:: PROMPT ::
Pick out every line in the records below that contains the string "stainless" and copy each such line in full. Case counts, so match capital and lowercase letters as given.

──────── MATERIAL FOR THIS TASK

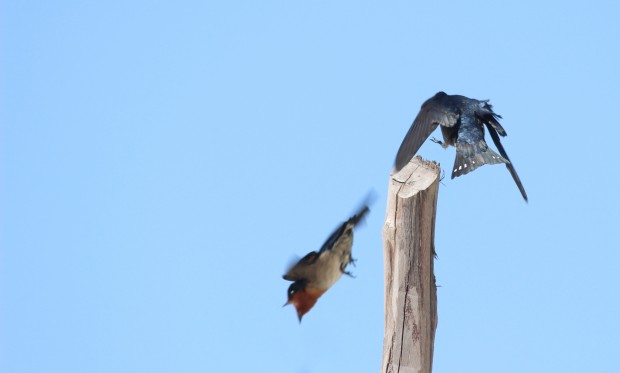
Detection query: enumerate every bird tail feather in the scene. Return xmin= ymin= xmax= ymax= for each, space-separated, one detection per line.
xmin=452 ymin=143 xmax=510 ymax=179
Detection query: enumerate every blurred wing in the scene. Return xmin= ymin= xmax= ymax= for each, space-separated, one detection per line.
xmin=282 ymin=251 xmax=319 ymax=281
xmin=486 ymin=123 xmax=527 ymax=202
xmin=319 ymin=221 xmax=348 ymax=254
xmin=394 ymin=94 xmax=460 ymax=171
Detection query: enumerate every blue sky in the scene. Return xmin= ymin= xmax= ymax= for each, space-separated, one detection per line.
xmin=0 ymin=1 xmax=620 ymax=373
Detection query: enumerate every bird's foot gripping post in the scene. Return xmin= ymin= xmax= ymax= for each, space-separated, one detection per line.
xmin=382 ymin=157 xmax=440 ymax=373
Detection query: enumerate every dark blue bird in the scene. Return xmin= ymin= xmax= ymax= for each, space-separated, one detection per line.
xmin=395 ymin=92 xmax=527 ymax=202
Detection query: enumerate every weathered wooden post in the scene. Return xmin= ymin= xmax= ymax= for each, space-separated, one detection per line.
xmin=382 ymin=157 xmax=440 ymax=373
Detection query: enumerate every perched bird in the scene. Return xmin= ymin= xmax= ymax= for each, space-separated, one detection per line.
xmin=395 ymin=92 xmax=527 ymax=202
xmin=282 ymin=203 xmax=370 ymax=322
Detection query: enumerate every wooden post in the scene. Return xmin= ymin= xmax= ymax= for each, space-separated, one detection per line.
xmin=382 ymin=157 xmax=440 ymax=373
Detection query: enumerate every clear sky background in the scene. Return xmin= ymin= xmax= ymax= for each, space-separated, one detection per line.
xmin=0 ymin=0 xmax=620 ymax=373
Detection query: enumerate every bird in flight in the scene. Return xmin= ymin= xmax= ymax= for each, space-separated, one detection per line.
xmin=394 ymin=92 xmax=527 ymax=202
xmin=282 ymin=203 xmax=370 ymax=322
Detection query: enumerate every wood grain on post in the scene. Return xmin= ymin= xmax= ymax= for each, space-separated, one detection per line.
xmin=382 ymin=157 xmax=440 ymax=373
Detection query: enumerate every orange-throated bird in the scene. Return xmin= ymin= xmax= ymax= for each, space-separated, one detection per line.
xmin=395 ymin=92 xmax=527 ymax=202
xmin=282 ymin=201 xmax=370 ymax=322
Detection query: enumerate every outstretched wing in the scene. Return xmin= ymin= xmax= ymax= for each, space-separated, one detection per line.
xmin=485 ymin=121 xmax=527 ymax=202
xmin=394 ymin=92 xmax=460 ymax=171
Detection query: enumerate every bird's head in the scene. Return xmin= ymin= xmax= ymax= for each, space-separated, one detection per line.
xmin=284 ymin=280 xmax=325 ymax=322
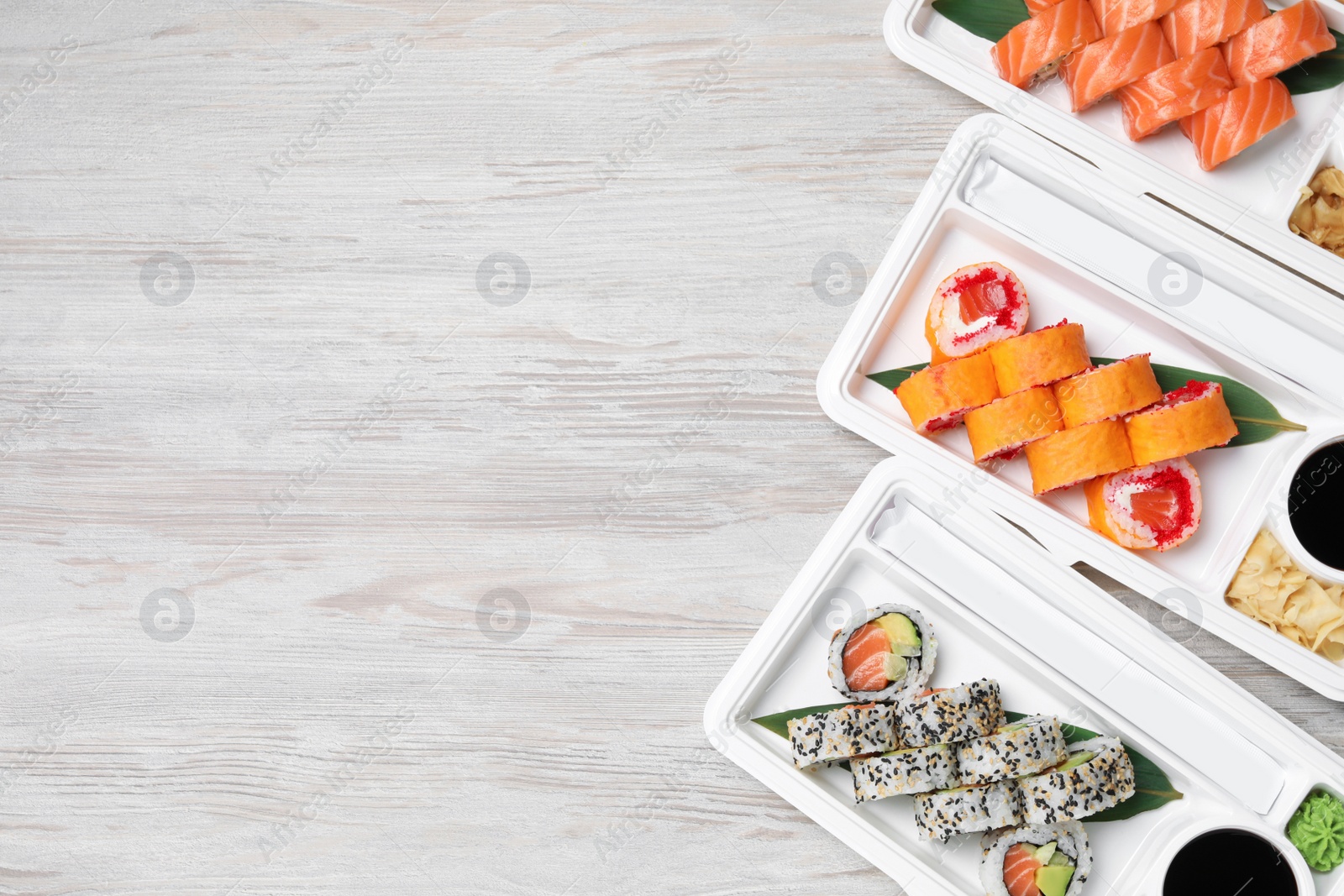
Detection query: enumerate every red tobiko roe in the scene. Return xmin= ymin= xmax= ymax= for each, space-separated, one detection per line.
xmin=952 ymin=267 xmax=1023 ymax=345
xmin=1129 ymin=466 xmax=1194 ymax=548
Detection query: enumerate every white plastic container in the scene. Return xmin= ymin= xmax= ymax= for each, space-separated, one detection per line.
xmin=817 ymin=114 xmax=1344 ymax=700
xmin=704 ymin=458 xmax=1344 ymax=896
xmin=883 ymin=0 xmax=1344 ymax=295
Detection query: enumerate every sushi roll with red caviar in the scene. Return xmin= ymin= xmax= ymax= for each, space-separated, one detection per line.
xmin=979 ymin=820 xmax=1093 ymax=896
xmin=828 ymin=603 xmax=938 ymax=704
xmin=1084 ymin=457 xmax=1205 ymax=551
xmin=925 ymin=262 xmax=1028 ymax=364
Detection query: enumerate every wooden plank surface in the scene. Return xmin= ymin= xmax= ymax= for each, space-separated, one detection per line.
xmin=0 ymin=0 xmax=1344 ymax=896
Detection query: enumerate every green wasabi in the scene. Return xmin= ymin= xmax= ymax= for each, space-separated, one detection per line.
xmin=1288 ymin=790 xmax=1344 ymax=872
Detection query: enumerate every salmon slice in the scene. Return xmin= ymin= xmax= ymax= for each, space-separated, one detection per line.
xmin=1180 ymin=78 xmax=1297 ymax=170
xmin=1059 ymin=22 xmax=1176 ymax=112
xmin=1116 ymin=47 xmax=1232 ymax=139
xmin=990 ymin=0 xmax=1100 ymax=87
xmin=1163 ymin=0 xmax=1268 ymax=56
xmin=1091 ymin=0 xmax=1176 ymax=36
xmin=1223 ymin=0 xmax=1335 ymax=87
xmin=842 ymin=622 xmax=891 ymax=690
xmin=1004 ymin=844 xmax=1040 ymax=896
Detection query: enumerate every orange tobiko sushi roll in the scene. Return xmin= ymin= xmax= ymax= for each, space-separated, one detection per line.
xmin=985 ymin=320 xmax=1091 ymax=395
xmin=1055 ymin=354 xmax=1163 ymax=426
xmin=965 ymin=385 xmax=1064 ymax=464
xmin=1084 ymin=457 xmax=1205 ymax=551
xmin=925 ymin=262 xmax=1028 ymax=364
xmin=1024 ymin=421 xmax=1134 ymax=495
xmin=1125 ymin=380 xmax=1236 ymax=466
xmin=896 ymin=354 xmax=999 ymax=435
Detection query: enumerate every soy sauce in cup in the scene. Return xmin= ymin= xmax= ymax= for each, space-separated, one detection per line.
xmin=1163 ymin=827 xmax=1297 ymax=896
xmin=1288 ymin=442 xmax=1344 ymax=569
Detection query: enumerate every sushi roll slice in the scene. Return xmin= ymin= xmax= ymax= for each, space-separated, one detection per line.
xmin=849 ymin=744 xmax=961 ymax=804
xmin=990 ymin=0 xmax=1100 ymax=89
xmin=1053 ymin=354 xmax=1163 ymax=426
xmin=965 ymin=385 xmax=1058 ymax=464
xmin=986 ymin=321 xmax=1091 ymax=398
xmin=1223 ymin=0 xmax=1335 ymax=87
xmin=925 ymin=262 xmax=1028 ymax=364
xmin=979 ymin=820 xmax=1091 ymax=896
xmin=896 ymin=679 xmax=1004 ymax=747
xmin=1084 ymin=457 xmax=1205 ymax=551
xmin=896 ymin=354 xmax=999 ymax=435
xmin=828 ymin=603 xmax=938 ymax=704
xmin=1123 ymin=380 xmax=1236 ymax=471
xmin=1180 ymin=77 xmax=1297 ymax=170
xmin=1026 ymin=419 xmax=1134 ymax=495
xmin=957 ymin=716 xmax=1068 ymax=784
xmin=1059 ymin=22 xmax=1176 ymax=112
xmin=916 ymin=780 xmax=1021 ymax=842
xmin=1017 ymin=737 xmax=1134 ymax=825
xmin=1116 ymin=47 xmax=1234 ymax=139
xmin=788 ymin=703 xmax=899 ymax=768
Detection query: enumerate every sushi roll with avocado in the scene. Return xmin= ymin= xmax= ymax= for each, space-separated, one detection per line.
xmin=979 ymin=820 xmax=1091 ymax=896
xmin=957 ymin=716 xmax=1068 ymax=784
xmin=1017 ymin=737 xmax=1134 ymax=825
xmin=829 ymin=603 xmax=938 ymax=700
xmin=849 ymin=744 xmax=959 ymax=804
xmin=896 ymin=679 xmax=1004 ymax=747
xmin=788 ymin=703 xmax=900 ymax=768
xmin=916 ymin=780 xmax=1021 ymax=841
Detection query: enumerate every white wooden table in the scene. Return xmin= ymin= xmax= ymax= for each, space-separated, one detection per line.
xmin=0 ymin=0 xmax=1344 ymax=896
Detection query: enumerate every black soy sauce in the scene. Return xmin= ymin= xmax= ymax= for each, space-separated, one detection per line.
xmin=1163 ymin=829 xmax=1297 ymax=896
xmin=1288 ymin=442 xmax=1344 ymax=569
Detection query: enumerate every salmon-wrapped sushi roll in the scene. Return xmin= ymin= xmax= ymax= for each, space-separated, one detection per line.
xmin=1090 ymin=0 xmax=1176 ymax=38
xmin=986 ymin=321 xmax=1091 ymax=395
xmin=925 ymin=262 xmax=1028 ymax=364
xmin=1180 ymin=78 xmax=1297 ymax=170
xmin=1055 ymin=354 xmax=1163 ymax=426
xmin=990 ymin=0 xmax=1100 ymax=87
xmin=1059 ymin=22 xmax=1176 ymax=112
xmin=896 ymin=354 xmax=999 ymax=435
xmin=1125 ymin=380 xmax=1236 ymax=466
xmin=1161 ymin=0 xmax=1268 ymax=56
xmin=1026 ymin=421 xmax=1134 ymax=495
xmin=1223 ymin=0 xmax=1335 ymax=87
xmin=1084 ymin=457 xmax=1205 ymax=551
xmin=1116 ymin=47 xmax=1232 ymax=139
xmin=965 ymin=385 xmax=1064 ymax=464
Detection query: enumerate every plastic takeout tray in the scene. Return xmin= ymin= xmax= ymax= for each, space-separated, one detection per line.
xmin=817 ymin=114 xmax=1344 ymax=700
xmin=704 ymin=458 xmax=1344 ymax=896
xmin=883 ymin=0 xmax=1344 ymax=291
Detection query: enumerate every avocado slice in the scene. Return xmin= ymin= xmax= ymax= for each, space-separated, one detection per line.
xmin=875 ymin=612 xmax=923 ymax=657
xmin=1037 ymin=865 xmax=1074 ymax=896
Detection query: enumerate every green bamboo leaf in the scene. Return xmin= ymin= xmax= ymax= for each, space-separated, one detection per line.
xmin=932 ymin=0 xmax=1031 ymax=43
xmin=1093 ymin=358 xmax=1306 ymax=448
xmin=1278 ymin=29 xmax=1344 ymax=94
xmin=751 ymin=703 xmax=1185 ymax=822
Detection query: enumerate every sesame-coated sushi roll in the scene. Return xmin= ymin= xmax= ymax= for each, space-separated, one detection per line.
xmin=916 ymin=780 xmax=1021 ymax=841
xmin=1053 ymin=354 xmax=1163 ymax=426
xmin=1084 ymin=457 xmax=1205 ymax=551
xmin=828 ymin=603 xmax=938 ymax=704
xmin=979 ymin=820 xmax=1091 ymax=896
xmin=986 ymin=321 xmax=1091 ymax=395
xmin=1017 ymin=737 xmax=1134 ymax=825
xmin=925 ymin=262 xmax=1028 ymax=364
xmin=788 ymin=703 xmax=899 ymax=768
xmin=957 ymin=716 xmax=1068 ymax=784
xmin=1125 ymin=380 xmax=1236 ymax=466
xmin=849 ymin=744 xmax=961 ymax=804
xmin=896 ymin=679 xmax=1004 ymax=747
xmin=896 ymin=354 xmax=999 ymax=435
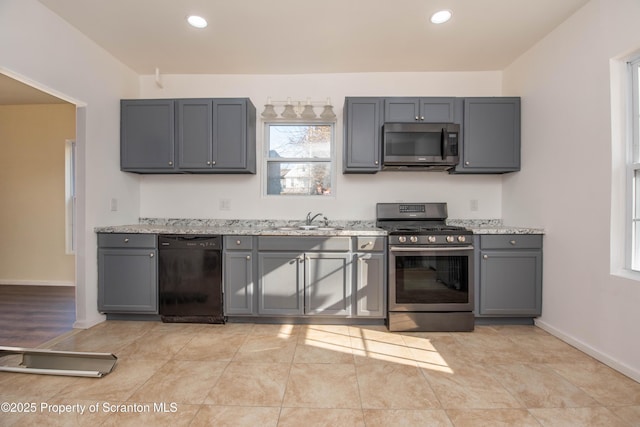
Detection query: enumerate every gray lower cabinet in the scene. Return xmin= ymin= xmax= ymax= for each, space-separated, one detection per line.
xmin=223 ymin=236 xmax=256 ymax=316
xmin=258 ymin=251 xmax=351 ymax=316
xmin=455 ymin=97 xmax=520 ymax=173
xmin=98 ymin=233 xmax=158 ymax=314
xmin=355 ymin=252 xmax=386 ymax=317
xmin=258 ymin=252 xmax=304 ymax=315
xmin=342 ymin=97 xmax=384 ymax=173
xmin=476 ymin=235 xmax=542 ymax=317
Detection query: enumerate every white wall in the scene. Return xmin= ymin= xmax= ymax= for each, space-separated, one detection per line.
xmin=140 ymin=72 xmax=502 ymax=220
xmin=0 ymin=0 xmax=139 ymax=327
xmin=503 ymin=0 xmax=640 ymax=380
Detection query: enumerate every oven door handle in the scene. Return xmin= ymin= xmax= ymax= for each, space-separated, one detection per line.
xmin=389 ymin=246 xmax=473 ymax=252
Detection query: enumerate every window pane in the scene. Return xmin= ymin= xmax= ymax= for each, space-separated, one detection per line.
xmin=269 ymin=125 xmax=332 ymax=159
xmin=267 ymin=161 xmax=331 ymax=196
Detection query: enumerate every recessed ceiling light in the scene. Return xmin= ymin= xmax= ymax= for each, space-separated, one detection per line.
xmin=187 ymin=15 xmax=208 ymax=28
xmin=431 ymin=10 xmax=453 ymax=24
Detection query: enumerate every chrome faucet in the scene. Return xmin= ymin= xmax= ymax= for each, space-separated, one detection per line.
xmin=306 ymin=212 xmax=322 ymax=225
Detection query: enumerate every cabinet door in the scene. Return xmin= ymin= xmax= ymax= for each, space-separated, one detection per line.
xmin=212 ymin=99 xmax=247 ymax=170
xmin=258 ymin=252 xmax=304 ymax=315
xmin=176 ymin=99 xmax=213 ymax=169
xmin=480 ymin=250 xmax=542 ymax=316
xmin=343 ymin=98 xmax=383 ymax=173
xmin=120 ymin=99 xmax=175 ymax=173
xmin=98 ymin=249 xmax=158 ymax=313
xmin=384 ymin=98 xmax=420 ymax=122
xmin=455 ymin=98 xmax=520 ymax=173
xmin=224 ymin=251 xmax=255 ymax=315
xmin=304 ymin=252 xmax=351 ymax=316
xmin=355 ymin=253 xmax=386 ymax=317
xmin=420 ymin=97 xmax=455 ymax=123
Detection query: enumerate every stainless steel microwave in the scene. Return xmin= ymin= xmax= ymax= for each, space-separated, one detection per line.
xmin=382 ymin=123 xmax=460 ymax=170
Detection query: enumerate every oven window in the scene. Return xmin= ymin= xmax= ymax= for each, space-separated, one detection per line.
xmin=385 ymin=132 xmax=442 ymax=157
xmin=395 ymin=255 xmax=469 ymax=304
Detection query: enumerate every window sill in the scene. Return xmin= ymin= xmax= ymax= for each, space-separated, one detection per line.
xmin=611 ymin=268 xmax=640 ymax=282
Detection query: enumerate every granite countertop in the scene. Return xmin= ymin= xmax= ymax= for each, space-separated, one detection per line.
xmin=94 ymin=218 xmax=544 ymax=236
xmin=95 ymin=218 xmax=387 ymax=236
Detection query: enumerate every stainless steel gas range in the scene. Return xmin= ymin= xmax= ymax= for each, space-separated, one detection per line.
xmin=376 ymin=203 xmax=474 ymax=332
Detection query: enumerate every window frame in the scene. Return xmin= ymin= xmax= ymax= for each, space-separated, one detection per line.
xmin=262 ymin=119 xmax=337 ymax=199
xmin=625 ymin=55 xmax=640 ymax=273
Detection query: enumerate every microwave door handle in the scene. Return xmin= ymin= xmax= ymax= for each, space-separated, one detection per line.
xmin=440 ymin=128 xmax=449 ymax=160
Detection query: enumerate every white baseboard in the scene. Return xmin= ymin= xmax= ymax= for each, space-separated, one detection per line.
xmin=0 ymin=279 xmax=76 ymax=286
xmin=73 ymin=316 xmax=107 ymax=329
xmin=535 ymin=319 xmax=640 ymax=382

────────────────

:: EXPECTED OUTPUT ::
Detection query: enumerate every stainless steel microwave in the scene. Return xmin= ymin= xmax= ymax= for each, space-separated, one detection per line.
Detection query: enumerate every stainless steel gas range in the scene. Return xmin= ymin= xmax= ymax= for each, space-separated, one detection per line.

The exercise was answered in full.